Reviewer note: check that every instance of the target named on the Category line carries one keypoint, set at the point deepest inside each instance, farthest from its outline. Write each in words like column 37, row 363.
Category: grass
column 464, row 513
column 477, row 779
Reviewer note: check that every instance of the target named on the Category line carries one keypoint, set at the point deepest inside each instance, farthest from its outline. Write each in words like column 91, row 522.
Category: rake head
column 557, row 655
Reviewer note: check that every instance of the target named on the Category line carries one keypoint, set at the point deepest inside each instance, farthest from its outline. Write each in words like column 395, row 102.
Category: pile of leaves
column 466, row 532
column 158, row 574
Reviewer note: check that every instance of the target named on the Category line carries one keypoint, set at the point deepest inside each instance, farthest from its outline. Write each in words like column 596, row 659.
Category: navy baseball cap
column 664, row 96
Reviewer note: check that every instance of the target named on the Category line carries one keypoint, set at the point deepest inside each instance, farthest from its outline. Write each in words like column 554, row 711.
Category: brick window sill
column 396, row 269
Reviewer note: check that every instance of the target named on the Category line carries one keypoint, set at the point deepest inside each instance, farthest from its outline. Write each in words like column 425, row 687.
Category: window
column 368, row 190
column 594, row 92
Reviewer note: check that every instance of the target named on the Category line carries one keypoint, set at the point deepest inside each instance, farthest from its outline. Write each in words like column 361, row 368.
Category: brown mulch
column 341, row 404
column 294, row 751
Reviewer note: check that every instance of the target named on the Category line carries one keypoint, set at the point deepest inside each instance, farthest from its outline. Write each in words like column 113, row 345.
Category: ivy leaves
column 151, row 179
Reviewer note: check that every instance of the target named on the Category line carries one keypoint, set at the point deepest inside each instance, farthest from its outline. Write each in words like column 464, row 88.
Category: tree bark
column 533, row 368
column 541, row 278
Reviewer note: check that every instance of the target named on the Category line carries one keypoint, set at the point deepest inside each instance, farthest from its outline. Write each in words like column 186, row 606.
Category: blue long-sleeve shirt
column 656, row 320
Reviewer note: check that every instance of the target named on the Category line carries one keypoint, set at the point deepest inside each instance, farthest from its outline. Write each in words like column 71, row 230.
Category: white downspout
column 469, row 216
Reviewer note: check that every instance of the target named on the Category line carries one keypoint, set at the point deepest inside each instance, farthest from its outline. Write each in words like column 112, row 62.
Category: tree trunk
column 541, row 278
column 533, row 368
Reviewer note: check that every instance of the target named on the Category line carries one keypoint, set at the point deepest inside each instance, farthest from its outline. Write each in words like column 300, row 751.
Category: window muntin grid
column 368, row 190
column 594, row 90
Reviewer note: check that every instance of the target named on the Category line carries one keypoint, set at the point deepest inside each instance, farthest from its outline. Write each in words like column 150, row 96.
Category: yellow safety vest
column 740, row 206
________________
* _EXERCISE PROMPT_:
Reproduce the entire listing above word for word, keeping every line in its original order.

* _TASK RESULT_:
Reviewer note: check that every instance of the target named on the Category line carries one keypoint, set at the point deepest inside each instance, farthest from its outline. Write each in words like column 37, row 363.
Category: grass
column 464, row 513
column 477, row 779
Reviewer note: check that every instance of the target named on the Category line carries one keypoint, set at the point deepest inside each instance, farthest from its outline. Write each in words like column 91, row 522.
Category: rake head
column 557, row 655
Reviewer note: check that every instance of the target named on the Category line carries one keypoint, set at the point deepest inside each instance, farthest from its outline. Write each in words like column 395, row 102.
Category: pile of leaves
column 466, row 532
column 158, row 574
Reviewer note: check that every instance of the target named on the Category line carries one keypoint, set at the point deepest inside each instance, farthest from its outline. Write each in words like column 596, row 659.
Category: navy baseball cap
column 664, row 96
Reviewer note: check that every instance of the target named on the Category line carries one keypoint, set at the point deepest inside each instance, farthest from its outline. Write each in words like column 554, row 711.
Category: brick window sill
column 396, row 269
Reviewer note: check that every instance of the target named on the Category line carries one keypoint, set at the point deepest inside each instance, farthest from its outline. Write each in words like column 425, row 687.
Category: window
column 368, row 190
column 594, row 92
Reviewer note: check that every instance of the target named on the Category line carries one keypoint, set at the point deepest inside each instance, farthest from its outline. Write each in words like column 361, row 368.
Category: brown mulch
column 341, row 404
column 294, row 751
Reviewer note: check that every instance of the target named on the Category line carries one keypoint, set at the point deepest inside each instance, farthest from its outline. Write each in words like column 113, row 345.
Category: ivy leaves
column 151, row 179
Reviewer note: check that every instance of the target named on the Category line carries one keypoint, set at the point deepest inside each instance, farthest from its outline. Write each in words like column 464, row 88.
Category: tree bark
column 533, row 368
column 541, row 278
Reviewer note: check that every instance of the target named on the Category line carries one keypoint, set at the point deepest inside each instance, farthest from its outline. Write each in words like column 186, row 606.
Category: blue long-sleeve shirt
column 656, row 320
Reviewer note: check that every instance of the target named on the Category line carries one keypoint, set at the point deepest inside each instance, farthest from its outline. Write each in words like column 71, row 230.
Category: white downspout
column 469, row 216
Reviewer note: check that every instance of the target named on the Category line carries one keypoint, set at the point deepest inside each instance, farthest from its outline. Write each in words like column 112, row 62.
Category: tree trunk
column 541, row 278
column 533, row 368
Reviewer note: check that every instance of the target named on the Category line carries one keypoint, set at the point deepest inside each instance, farthest from its outline. Write each in words like column 300, row 751.
Category: window muntin grid
column 368, row 190
column 594, row 90
Reviewer note: check that every instance of the target named on the Category line carries one keypoint, set at the point deepest inside each instance, farthest from its outline. Write each in words like column 150, row 96.
Category: yellow safety vest
column 740, row 206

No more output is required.